- **Task prompt**
Copy the records word for word, starting at the very beginning and ending with the line that contains "[97, 75, 125, 128]".

- **Material shown**
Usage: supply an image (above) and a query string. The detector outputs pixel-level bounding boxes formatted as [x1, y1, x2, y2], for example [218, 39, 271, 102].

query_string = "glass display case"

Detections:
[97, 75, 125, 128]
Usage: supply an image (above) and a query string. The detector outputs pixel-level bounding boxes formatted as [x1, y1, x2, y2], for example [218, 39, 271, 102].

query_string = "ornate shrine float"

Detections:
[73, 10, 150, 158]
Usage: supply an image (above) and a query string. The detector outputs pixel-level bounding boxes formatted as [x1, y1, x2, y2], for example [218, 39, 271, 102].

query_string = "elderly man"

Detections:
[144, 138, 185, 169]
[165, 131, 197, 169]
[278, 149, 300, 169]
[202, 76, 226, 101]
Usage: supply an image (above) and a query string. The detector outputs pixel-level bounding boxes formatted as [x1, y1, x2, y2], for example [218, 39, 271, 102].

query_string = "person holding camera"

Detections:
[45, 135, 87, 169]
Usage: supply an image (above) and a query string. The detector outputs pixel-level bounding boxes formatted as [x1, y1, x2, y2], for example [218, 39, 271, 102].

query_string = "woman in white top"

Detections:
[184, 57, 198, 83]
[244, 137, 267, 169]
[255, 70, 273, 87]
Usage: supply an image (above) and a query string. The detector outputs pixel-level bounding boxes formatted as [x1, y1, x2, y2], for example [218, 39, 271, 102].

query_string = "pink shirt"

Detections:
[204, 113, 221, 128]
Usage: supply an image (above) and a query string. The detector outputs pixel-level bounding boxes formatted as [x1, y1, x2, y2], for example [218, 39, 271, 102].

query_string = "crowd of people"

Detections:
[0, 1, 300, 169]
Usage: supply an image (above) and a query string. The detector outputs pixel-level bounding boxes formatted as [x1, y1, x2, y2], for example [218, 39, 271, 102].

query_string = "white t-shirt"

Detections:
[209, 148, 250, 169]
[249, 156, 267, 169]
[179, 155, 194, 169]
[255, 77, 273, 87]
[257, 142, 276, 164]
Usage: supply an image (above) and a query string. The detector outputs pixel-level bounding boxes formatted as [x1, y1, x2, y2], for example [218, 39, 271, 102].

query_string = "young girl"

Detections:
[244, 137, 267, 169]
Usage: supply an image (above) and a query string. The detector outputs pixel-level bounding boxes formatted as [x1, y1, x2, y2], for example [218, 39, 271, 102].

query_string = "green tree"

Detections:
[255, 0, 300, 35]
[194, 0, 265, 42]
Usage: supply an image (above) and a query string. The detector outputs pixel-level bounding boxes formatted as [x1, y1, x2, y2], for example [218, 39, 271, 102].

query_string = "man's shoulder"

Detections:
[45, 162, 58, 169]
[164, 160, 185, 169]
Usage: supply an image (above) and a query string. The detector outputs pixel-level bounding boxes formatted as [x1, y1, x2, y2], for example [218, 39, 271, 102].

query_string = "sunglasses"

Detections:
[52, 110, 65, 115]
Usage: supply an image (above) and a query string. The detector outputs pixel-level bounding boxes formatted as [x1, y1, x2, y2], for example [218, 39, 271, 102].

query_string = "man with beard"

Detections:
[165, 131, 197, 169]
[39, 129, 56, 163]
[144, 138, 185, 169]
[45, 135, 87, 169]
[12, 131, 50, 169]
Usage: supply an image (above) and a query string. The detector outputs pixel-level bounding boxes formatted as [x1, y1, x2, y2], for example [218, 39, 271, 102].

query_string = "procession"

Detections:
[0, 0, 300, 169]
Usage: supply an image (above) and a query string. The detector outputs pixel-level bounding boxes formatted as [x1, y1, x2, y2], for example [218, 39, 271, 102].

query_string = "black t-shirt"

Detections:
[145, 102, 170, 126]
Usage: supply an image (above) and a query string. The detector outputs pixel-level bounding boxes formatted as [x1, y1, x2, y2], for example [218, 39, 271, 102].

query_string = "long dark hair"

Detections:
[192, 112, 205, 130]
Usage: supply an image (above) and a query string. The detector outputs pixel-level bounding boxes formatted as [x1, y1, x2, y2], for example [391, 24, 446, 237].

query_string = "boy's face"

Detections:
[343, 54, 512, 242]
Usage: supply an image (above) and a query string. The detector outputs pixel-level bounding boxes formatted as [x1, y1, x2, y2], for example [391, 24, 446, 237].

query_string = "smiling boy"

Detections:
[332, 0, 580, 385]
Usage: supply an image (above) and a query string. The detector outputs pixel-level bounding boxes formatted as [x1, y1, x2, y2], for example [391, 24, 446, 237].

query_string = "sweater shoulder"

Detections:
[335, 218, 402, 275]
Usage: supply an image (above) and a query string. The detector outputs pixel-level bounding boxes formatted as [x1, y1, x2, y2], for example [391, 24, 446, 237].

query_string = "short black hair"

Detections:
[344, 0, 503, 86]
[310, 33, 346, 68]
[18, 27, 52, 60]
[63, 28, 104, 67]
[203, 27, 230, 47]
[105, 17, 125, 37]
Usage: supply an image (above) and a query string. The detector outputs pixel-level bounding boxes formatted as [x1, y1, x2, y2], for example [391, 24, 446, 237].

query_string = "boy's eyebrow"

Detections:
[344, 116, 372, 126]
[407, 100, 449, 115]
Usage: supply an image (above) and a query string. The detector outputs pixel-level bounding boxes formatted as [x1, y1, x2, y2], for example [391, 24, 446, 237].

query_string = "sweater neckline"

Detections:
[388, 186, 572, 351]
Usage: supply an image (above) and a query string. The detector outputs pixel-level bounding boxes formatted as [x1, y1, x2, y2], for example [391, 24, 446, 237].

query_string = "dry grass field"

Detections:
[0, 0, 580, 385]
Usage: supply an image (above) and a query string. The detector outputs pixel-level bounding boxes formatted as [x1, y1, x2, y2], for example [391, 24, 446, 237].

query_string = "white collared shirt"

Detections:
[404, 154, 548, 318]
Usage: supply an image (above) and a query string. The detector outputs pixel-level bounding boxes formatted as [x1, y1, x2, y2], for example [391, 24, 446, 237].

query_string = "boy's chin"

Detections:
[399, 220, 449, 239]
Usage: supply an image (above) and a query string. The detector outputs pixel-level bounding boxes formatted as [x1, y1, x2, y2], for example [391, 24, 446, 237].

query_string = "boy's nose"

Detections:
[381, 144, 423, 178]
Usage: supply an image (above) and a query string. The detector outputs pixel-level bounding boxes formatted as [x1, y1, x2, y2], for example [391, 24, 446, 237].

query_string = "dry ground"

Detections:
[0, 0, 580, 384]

- **Worked answer**
Usage: supply an image (above) and a query string. The detector outputs pixel-level bounding boxes formatted as [x1, y1, x2, y2], for example [218, 39, 271, 102].

query_string = "glass display case"

Detections:
[97, 75, 125, 128]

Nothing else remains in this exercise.